Catecholaminergic polymorphic ventricular tachycardia is a genetic disorder affecting intracellular calcium regulation in cardiac tissue. Patients are predisposed to ventricular tachyarrhythmias (less commonly atrial tachyarrhythmias) and sudden cardiac death, particularly during increased adrenergic activity (eg, from exercise). Diagnosis is by exercise testing. Treatment is exercise restriction, beta-blockade, and sometimes flecainide, cardiac sympathetic denervation, and/or an implantable cardioverter-defibrillator (ICD).
Catecholaminergic polymorphic ventricular tachycardia (CPVT) results from mutations affecting proteins related to intracellular calcium regulation (particularly diastolic calcium release by the sarcoplasmic reticulum ryanodine receptor) in the heart. The abnormalities increase release of calcium from the sarcoplasmic reticulum in response to adrenergic stimulation. The resulting myocyte calcium overload causes delayed after-depolarizations and a propensity to atrial and/or ventricular tachyarrhythmias. Sudden cardiac death may occur. (See also Overview of Arrhythmias and Overview of Channelopathies.)
The tachyarrhythmias are usually precipitated by the adrenergic stimulation of physical or emotional stress. The most characteristic ventricular tachyarrhythmia is bidirectional ventricular tachycardia, which appears on ECG as 2 QRS complexes of opposite polarity in an alternating pattern. However, any polymorphic ventricular tachycardia (VT) or ventricular fibrillation (VF) may occur.
Bidirectional ventricular tachycardia is a malignant arrhythmia. The morphology of the QRS complex alternates from beat to beat, and it may degenerate into ventricular fibrillation.

************

## TASK ITEM:
Translate this sentence from the text on catecholaminergic polymorphic ventricular tachycardia into Spanish: "Bidirectional ventricular tachycardia is a malignant arrhythmia." These records come from a source separate from the text.

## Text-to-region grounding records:
************

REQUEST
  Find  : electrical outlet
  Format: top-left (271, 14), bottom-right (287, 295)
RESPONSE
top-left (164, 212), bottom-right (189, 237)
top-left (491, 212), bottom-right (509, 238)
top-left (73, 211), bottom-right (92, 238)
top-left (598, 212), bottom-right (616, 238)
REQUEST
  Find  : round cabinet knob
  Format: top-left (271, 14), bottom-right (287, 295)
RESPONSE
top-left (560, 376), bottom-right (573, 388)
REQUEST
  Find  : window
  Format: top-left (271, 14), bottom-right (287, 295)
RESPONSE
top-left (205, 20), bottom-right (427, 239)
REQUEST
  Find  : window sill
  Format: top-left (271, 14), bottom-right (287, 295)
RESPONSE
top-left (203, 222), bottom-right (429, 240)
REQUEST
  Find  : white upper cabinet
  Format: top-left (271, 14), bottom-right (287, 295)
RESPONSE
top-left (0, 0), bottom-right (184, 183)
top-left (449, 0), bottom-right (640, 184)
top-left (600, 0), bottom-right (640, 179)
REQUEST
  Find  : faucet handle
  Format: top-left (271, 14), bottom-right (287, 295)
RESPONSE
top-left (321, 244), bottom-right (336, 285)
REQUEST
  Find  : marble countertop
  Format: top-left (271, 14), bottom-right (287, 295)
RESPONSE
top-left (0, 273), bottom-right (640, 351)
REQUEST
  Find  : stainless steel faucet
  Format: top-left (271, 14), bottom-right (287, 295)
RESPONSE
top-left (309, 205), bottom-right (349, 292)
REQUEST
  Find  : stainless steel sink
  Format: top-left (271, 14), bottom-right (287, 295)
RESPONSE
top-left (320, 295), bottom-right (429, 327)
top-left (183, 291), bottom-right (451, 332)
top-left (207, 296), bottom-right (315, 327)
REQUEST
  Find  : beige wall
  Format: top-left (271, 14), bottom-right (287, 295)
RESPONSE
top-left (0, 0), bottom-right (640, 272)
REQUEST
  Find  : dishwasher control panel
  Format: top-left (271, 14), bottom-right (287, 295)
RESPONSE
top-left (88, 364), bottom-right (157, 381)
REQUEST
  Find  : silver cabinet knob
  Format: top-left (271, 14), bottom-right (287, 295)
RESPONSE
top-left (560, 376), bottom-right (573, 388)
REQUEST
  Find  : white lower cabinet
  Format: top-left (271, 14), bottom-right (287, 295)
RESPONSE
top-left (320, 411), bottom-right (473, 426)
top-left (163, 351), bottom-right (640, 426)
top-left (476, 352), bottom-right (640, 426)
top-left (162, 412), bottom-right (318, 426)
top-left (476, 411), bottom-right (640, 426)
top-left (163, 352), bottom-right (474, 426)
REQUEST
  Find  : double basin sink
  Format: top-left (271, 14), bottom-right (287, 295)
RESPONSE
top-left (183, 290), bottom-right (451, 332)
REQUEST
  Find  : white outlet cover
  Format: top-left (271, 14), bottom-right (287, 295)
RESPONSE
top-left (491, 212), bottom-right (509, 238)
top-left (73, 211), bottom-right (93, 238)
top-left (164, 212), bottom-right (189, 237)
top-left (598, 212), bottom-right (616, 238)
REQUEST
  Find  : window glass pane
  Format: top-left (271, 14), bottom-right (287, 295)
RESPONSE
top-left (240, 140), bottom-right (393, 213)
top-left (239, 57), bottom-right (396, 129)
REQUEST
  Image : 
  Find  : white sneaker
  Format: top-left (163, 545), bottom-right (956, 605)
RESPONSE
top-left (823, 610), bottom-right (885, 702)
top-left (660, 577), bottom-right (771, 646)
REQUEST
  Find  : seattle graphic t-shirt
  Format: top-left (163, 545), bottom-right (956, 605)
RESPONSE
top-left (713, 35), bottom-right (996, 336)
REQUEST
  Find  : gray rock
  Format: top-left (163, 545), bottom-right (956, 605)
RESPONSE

************

## ANSWER SECTION:
La taquicardia ventricular bidireccional es una arritmia maligna.